SHORT TASK
Can you rewrite everything from the line containing "Dear assistant, the user would like the sunset" down to the line containing "[133,124,145,134]", renaming "dark hair" as "black hair" and keeping the rest of those rows unchanged?

DATASET EXTRACT
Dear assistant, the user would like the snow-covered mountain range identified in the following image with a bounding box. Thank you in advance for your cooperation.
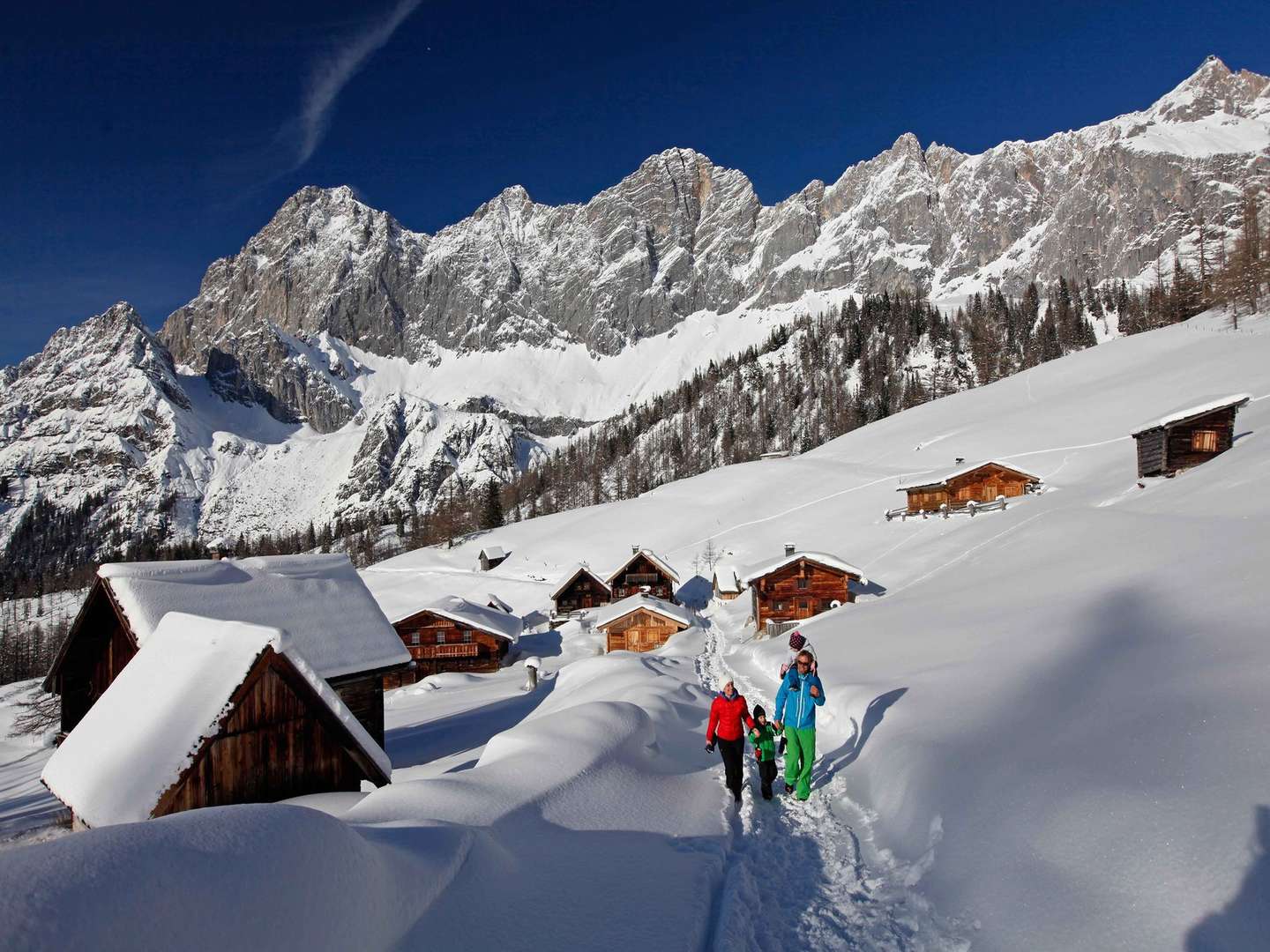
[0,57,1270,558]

* * *

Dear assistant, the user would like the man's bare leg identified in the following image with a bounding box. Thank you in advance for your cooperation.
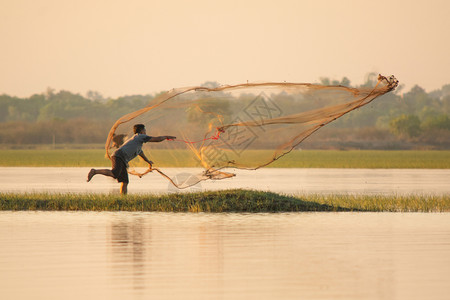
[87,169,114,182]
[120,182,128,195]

==

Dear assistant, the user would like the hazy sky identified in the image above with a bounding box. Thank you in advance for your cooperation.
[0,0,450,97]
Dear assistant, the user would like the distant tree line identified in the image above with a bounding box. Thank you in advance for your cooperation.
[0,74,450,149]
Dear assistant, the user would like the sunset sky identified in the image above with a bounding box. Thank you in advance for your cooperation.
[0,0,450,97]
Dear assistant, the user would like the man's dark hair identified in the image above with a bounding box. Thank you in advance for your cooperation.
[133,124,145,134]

EXERCISE SOLUTION
Dear assistant, the user would like the sunset sky identified in the image above with a bounding box. Thank you in advance for your cooperation.
[0,0,450,97]
Dear assistant, the user would like the man's black hair identified in the image above with a bounding box. Thank you in advance for your cooperation.
[133,124,145,134]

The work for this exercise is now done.